Set task →
Write out exactly the lines running from the one that contains "Your task: identify each skin" through the end of the material.

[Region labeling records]
———
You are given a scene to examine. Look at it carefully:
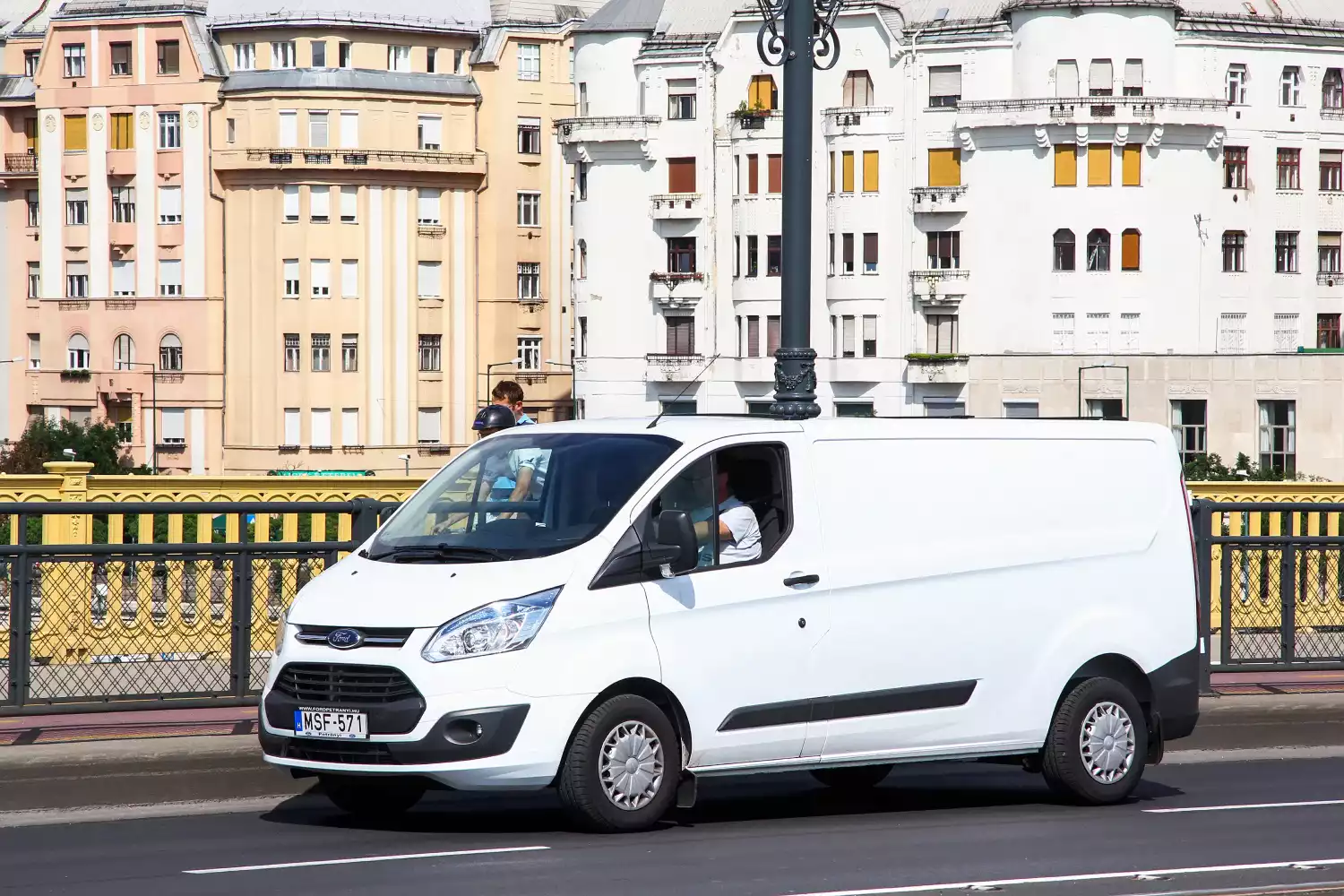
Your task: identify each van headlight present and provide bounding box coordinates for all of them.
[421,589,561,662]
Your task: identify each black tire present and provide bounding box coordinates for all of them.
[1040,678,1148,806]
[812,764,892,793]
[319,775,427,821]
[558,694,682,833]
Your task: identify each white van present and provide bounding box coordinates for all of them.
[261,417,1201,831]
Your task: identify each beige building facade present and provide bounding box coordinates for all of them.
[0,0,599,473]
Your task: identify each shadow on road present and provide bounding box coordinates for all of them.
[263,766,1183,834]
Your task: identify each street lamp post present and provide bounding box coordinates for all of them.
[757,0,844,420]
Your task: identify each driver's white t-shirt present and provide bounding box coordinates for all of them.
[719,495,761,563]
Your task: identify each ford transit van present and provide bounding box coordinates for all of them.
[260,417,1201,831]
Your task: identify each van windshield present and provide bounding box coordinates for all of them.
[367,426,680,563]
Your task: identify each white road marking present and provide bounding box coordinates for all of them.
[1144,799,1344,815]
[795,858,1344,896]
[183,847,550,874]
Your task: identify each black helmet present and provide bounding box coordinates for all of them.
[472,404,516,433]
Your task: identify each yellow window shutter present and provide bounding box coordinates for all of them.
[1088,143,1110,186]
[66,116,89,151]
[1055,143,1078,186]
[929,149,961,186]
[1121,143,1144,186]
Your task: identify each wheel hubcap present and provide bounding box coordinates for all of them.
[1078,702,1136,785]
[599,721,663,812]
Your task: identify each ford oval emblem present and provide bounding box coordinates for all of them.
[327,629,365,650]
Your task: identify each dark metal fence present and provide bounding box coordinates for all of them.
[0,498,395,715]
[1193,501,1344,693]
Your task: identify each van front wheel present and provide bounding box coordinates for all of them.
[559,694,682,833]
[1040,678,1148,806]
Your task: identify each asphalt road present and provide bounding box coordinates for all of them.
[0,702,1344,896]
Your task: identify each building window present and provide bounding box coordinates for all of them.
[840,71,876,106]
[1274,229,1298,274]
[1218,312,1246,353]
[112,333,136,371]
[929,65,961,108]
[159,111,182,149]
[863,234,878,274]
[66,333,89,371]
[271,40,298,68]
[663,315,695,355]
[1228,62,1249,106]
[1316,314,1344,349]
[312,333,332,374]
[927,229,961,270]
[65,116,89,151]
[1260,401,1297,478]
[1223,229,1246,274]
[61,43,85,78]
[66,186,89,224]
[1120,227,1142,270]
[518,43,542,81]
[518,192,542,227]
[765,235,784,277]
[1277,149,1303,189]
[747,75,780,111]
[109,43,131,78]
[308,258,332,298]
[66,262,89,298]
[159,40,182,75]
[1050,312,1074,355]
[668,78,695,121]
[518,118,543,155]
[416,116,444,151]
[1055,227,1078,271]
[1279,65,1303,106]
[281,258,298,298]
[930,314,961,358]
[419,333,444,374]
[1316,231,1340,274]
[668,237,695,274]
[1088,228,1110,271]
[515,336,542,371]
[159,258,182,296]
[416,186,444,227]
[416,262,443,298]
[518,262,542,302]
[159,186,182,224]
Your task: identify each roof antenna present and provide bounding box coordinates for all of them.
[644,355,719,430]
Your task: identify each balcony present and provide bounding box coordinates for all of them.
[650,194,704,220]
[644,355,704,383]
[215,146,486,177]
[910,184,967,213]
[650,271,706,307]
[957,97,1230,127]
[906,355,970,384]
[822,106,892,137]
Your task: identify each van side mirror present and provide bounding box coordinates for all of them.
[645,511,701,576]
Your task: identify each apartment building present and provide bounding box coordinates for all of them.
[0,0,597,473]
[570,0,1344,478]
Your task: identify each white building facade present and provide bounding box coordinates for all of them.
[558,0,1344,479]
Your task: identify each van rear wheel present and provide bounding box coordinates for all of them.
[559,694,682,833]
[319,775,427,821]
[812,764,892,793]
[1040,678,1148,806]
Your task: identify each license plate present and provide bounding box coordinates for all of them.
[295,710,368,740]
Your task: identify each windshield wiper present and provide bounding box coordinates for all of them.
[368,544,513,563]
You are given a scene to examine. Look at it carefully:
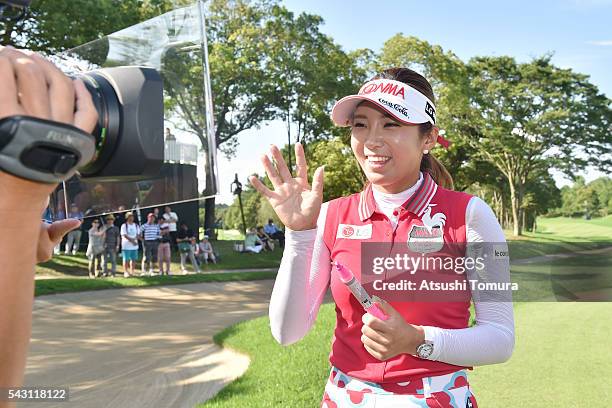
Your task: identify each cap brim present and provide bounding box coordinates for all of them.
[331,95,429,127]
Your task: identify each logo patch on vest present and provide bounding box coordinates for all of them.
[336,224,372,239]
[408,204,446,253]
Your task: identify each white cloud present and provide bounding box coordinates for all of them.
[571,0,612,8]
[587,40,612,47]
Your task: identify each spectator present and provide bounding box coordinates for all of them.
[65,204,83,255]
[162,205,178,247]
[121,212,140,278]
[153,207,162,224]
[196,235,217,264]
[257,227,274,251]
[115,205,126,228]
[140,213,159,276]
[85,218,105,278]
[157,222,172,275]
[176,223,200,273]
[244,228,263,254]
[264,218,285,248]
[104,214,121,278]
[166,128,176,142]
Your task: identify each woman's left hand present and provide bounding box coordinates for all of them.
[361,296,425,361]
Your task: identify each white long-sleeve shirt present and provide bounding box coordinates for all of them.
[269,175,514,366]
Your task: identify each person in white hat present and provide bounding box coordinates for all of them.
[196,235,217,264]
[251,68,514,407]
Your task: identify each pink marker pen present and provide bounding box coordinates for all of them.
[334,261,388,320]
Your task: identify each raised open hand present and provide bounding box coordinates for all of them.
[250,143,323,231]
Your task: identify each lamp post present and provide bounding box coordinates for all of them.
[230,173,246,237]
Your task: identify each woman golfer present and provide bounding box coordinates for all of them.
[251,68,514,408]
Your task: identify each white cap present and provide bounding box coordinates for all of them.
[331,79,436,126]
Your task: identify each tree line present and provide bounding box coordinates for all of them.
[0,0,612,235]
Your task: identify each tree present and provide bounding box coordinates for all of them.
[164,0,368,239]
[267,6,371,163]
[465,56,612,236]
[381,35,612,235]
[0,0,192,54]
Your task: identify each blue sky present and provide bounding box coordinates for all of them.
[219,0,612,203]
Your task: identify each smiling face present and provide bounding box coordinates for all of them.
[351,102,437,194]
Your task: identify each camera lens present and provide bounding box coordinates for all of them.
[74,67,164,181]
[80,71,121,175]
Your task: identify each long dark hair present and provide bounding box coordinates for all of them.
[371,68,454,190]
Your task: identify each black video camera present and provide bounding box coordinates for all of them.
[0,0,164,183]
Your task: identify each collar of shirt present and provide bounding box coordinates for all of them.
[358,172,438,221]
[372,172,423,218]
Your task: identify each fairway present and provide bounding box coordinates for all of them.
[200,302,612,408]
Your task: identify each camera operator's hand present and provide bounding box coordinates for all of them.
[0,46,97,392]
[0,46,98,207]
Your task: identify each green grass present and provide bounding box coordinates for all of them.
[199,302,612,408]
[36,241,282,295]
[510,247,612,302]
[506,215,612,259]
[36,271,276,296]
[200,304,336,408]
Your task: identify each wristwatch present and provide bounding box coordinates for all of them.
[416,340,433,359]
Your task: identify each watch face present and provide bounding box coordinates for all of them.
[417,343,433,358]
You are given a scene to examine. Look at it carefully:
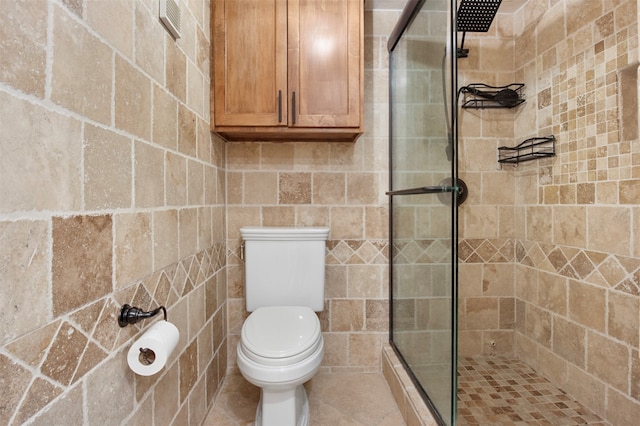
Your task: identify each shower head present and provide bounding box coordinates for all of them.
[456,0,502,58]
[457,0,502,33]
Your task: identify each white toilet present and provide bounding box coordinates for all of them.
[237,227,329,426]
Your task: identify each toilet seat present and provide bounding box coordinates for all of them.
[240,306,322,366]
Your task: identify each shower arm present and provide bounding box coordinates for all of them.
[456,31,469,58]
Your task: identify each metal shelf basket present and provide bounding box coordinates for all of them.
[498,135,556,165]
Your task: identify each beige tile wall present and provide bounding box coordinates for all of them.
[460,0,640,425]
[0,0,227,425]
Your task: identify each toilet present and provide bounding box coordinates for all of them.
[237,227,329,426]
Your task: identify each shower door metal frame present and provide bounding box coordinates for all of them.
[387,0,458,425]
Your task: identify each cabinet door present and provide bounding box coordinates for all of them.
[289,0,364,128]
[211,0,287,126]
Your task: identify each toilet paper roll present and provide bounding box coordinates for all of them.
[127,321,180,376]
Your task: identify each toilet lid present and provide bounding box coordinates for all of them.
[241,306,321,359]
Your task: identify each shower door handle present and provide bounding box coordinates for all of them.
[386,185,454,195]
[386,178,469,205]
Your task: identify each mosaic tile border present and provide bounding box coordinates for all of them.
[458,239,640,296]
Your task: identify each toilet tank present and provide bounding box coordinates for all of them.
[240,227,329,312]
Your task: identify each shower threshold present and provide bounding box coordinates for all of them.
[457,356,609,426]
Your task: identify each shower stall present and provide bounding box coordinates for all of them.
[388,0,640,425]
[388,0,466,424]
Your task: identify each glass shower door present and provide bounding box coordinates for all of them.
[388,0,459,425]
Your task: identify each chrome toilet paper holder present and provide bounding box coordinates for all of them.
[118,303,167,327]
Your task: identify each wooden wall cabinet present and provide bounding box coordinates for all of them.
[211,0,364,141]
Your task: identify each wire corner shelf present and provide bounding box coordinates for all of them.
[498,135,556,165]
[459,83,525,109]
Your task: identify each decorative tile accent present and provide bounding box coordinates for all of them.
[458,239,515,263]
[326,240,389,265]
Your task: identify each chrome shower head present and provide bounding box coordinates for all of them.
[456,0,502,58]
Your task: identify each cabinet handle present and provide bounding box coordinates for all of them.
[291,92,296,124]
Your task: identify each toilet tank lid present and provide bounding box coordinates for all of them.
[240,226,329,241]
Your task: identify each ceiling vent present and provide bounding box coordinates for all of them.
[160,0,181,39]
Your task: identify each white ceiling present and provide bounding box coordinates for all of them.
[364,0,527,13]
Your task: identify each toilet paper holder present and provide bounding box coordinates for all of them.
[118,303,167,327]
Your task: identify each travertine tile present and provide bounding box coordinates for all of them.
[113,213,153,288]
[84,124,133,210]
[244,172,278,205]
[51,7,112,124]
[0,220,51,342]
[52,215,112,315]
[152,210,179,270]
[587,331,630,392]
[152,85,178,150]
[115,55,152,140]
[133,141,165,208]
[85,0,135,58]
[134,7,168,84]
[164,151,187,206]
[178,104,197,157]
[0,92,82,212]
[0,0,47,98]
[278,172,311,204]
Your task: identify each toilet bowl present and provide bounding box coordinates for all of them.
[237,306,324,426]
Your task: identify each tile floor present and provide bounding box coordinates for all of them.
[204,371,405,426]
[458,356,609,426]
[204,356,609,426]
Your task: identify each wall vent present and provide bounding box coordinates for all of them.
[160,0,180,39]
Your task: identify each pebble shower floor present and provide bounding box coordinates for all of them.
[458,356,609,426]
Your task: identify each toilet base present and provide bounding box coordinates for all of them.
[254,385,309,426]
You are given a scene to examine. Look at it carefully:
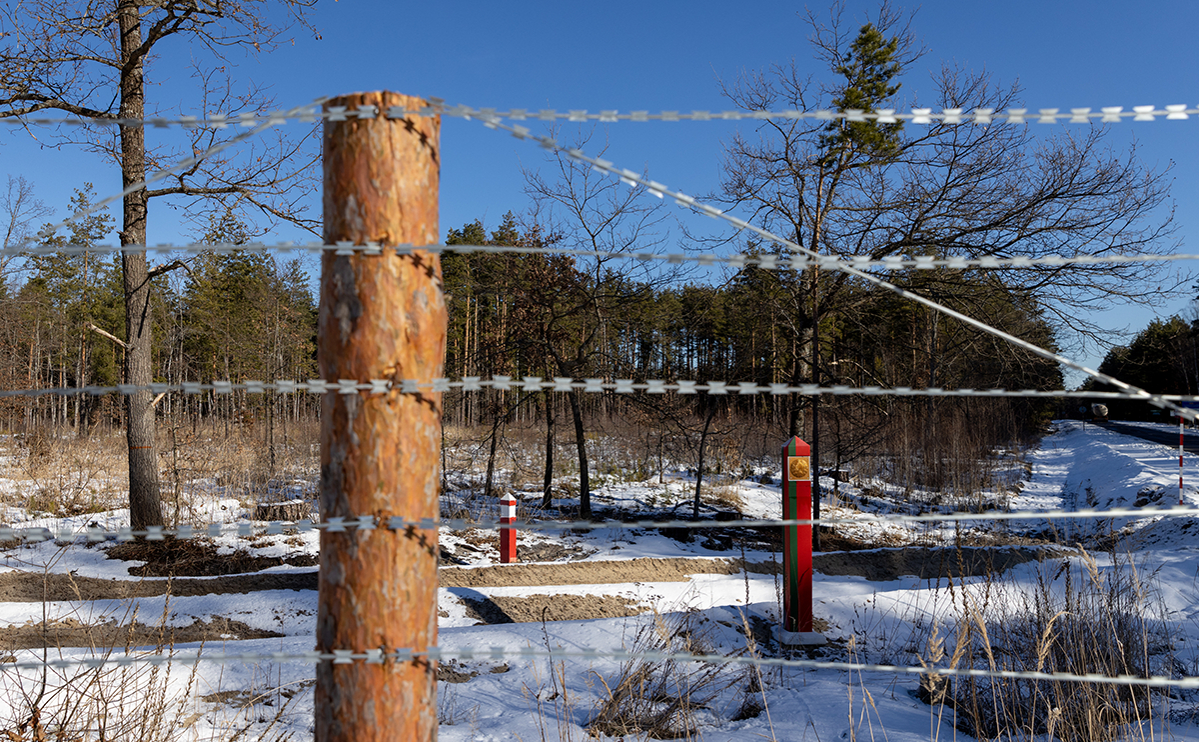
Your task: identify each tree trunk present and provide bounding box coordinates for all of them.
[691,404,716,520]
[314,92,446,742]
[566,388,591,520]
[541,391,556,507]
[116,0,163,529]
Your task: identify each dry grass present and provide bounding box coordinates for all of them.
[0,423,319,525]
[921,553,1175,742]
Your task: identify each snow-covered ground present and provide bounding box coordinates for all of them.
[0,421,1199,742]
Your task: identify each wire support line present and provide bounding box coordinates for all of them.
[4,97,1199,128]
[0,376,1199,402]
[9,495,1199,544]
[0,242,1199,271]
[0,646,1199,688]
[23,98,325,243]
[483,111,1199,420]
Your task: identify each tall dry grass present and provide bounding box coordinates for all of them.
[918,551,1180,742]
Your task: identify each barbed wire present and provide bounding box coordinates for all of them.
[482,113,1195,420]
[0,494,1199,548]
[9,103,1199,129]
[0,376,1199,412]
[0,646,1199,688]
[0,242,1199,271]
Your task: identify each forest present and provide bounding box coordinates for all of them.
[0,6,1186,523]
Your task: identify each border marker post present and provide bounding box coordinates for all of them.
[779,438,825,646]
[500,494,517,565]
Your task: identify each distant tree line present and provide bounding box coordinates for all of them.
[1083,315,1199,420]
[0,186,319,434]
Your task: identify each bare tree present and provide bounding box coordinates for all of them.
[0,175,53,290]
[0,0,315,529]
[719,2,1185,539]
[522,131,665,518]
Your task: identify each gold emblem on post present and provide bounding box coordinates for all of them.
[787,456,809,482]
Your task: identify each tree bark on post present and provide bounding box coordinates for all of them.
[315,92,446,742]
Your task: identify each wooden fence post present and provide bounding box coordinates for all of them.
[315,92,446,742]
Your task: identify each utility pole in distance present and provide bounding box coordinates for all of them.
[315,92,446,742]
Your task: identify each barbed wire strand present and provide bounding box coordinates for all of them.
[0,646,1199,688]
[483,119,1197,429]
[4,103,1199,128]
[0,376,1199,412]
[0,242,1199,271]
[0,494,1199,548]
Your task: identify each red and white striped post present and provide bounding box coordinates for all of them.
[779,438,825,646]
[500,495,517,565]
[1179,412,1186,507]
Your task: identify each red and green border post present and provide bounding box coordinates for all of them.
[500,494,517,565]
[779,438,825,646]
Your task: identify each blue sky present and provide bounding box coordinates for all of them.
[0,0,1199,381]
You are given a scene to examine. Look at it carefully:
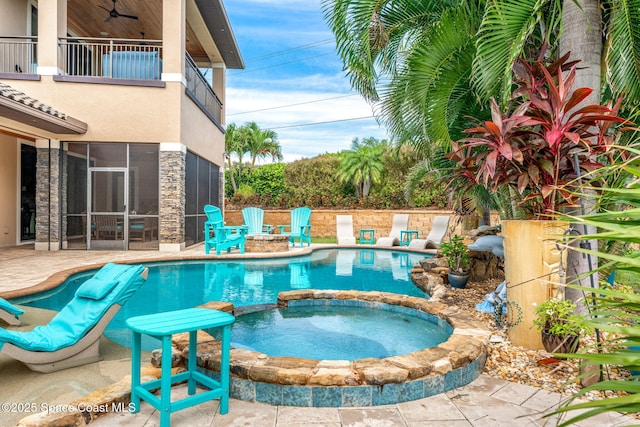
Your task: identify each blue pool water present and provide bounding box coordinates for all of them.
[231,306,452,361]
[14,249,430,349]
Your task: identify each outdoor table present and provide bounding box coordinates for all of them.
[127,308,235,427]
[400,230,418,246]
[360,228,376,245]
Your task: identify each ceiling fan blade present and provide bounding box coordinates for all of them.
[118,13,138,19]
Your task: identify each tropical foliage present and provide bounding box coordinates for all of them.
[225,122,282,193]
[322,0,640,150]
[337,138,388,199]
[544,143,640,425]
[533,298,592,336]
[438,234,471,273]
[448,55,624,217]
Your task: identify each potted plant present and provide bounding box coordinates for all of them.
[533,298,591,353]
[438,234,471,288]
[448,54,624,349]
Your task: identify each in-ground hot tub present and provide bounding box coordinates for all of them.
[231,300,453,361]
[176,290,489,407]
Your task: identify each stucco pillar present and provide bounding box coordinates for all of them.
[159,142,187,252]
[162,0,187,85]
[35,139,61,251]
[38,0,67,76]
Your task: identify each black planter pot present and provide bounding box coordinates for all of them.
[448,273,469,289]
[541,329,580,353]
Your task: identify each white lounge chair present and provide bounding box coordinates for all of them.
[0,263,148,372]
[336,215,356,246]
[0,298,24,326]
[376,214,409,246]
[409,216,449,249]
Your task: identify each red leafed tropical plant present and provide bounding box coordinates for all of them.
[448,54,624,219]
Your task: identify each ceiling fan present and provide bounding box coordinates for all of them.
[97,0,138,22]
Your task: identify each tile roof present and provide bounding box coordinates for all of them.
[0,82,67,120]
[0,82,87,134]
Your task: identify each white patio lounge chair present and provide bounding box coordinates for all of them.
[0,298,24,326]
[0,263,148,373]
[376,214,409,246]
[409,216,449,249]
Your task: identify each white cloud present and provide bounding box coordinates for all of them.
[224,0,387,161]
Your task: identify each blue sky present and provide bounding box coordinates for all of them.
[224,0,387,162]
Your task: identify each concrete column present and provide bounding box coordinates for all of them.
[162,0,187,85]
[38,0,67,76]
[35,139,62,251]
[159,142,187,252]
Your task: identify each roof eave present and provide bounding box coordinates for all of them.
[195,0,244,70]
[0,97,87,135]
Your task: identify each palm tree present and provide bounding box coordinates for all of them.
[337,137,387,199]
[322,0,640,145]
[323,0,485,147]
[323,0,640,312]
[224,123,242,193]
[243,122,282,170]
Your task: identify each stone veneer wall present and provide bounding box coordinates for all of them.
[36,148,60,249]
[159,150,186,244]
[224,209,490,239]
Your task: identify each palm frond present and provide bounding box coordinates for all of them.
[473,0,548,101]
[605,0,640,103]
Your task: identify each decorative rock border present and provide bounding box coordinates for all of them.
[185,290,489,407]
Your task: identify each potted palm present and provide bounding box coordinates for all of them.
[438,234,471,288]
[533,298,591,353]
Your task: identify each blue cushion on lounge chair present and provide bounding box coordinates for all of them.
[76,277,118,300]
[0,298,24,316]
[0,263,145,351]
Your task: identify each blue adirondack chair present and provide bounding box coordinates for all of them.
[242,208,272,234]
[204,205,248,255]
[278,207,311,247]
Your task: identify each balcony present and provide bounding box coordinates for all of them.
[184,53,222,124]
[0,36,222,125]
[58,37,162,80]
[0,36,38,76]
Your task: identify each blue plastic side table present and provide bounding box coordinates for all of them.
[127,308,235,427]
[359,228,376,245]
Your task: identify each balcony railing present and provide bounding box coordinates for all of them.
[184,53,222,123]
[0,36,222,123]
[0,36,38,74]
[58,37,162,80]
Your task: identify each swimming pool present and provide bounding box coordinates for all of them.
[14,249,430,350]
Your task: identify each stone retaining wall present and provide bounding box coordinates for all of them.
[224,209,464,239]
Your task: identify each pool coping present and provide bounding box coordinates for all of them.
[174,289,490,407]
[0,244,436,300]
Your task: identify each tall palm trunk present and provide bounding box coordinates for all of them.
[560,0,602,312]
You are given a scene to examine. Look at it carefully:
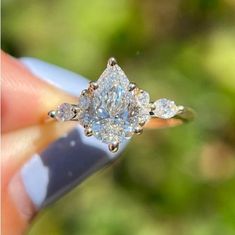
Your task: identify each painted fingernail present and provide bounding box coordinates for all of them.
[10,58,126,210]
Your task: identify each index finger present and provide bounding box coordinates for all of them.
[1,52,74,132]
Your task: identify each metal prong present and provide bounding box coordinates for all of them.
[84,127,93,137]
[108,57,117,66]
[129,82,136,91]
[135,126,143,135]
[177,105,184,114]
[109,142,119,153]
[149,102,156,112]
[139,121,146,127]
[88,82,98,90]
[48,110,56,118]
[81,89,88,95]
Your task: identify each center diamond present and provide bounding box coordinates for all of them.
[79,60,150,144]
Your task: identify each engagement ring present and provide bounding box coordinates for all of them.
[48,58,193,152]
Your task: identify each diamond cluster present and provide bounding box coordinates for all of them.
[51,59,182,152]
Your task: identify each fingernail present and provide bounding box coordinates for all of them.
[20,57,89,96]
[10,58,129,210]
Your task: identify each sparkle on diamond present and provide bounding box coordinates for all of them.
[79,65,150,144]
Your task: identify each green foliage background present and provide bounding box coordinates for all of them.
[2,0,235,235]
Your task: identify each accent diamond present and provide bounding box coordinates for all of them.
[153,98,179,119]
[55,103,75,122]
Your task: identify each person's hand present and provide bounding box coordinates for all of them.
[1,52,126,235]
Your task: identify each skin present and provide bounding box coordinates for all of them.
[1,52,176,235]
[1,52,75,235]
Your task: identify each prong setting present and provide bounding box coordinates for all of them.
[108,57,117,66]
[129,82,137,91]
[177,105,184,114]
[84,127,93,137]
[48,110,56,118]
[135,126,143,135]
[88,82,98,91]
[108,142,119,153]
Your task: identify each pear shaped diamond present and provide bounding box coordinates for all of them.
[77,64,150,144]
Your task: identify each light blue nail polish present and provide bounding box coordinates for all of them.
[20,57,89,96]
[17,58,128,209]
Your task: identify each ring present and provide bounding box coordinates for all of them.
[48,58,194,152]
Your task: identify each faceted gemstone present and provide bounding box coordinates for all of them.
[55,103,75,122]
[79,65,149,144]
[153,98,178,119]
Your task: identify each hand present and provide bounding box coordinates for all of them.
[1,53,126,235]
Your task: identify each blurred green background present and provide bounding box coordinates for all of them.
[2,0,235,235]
———
Exercise solution →
Your task: identify each skin present and provide bounding box coordinates for all of them.
[1,52,176,235]
[1,52,75,235]
Your task: identify each prong setting present and provide bounding box coordinates for all of them.
[108,57,117,66]
[129,82,137,91]
[177,105,184,114]
[84,127,93,137]
[48,110,56,118]
[135,126,143,135]
[88,82,98,91]
[108,142,119,153]
Your task: identify each pear shaped diamond present and provide bounding box coordinates for all of them.
[77,64,150,144]
Your task: identify each light blue nail polish present and provide bounding box coordinates for all of them.
[20,57,89,96]
[17,58,128,209]
Your task: identify each ring present and provide bounding box coordinates for all of them.
[48,58,194,152]
Your task: identify each faceted gemstone present and provide bounding box coordinates for all of them.
[55,103,75,122]
[79,65,149,144]
[153,98,178,119]
Your task: identify each hand present and provide bounding box coordinates for all of them.
[1,53,126,235]
Your task: identify each blurred green background present and provide bounding box coordinates for all of them.
[2,0,235,235]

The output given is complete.